- MATERIAL SHOWN:
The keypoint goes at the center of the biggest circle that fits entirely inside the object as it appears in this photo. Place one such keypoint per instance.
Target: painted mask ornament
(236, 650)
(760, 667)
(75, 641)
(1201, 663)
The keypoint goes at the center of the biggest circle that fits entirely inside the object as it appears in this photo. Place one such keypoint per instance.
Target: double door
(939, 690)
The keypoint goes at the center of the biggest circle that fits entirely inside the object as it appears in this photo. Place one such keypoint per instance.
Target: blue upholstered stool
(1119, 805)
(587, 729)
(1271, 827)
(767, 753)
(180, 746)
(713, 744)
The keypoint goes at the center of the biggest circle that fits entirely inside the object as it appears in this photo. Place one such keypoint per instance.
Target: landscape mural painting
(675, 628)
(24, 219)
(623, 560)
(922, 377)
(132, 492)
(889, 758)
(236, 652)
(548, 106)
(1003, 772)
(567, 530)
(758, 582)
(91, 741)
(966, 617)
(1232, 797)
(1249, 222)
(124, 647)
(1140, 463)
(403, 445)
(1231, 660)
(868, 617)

- ACTIVITY: All entries should be transcribed verbatim.

- COMPLETED TASK:
The keypoint goes at the center of the biggest circle that fits entirely inside the object as it appears in this photo. Place one such keypoint per instance.
Target: painted mask ornament
(236, 650)
(760, 667)
(75, 641)
(1201, 663)
The keypoint goes at the center of the biggest circle that fits entirely inside the object as it appears in this photo. Place one such keypoint per instance.
Target: double door
(939, 690)
The keypoint goes at the center of the biggest circle that fits entirely inside the object as it appears in this photo. Place one such keypoint per instance.
Target: blue upholstered stool
(1119, 805)
(587, 729)
(1271, 827)
(767, 753)
(180, 746)
(713, 744)
The keypoint goes at the center of the biggest circle that fits entirely inside the object as it appears in this photo. Place one such keypoint per instance.
Target: landscape mural painting
(675, 628)
(24, 219)
(623, 560)
(922, 377)
(132, 492)
(889, 758)
(236, 652)
(548, 106)
(1003, 772)
(567, 530)
(758, 582)
(91, 741)
(966, 617)
(1232, 797)
(1249, 222)
(124, 647)
(1140, 463)
(403, 445)
(1231, 660)
(868, 617)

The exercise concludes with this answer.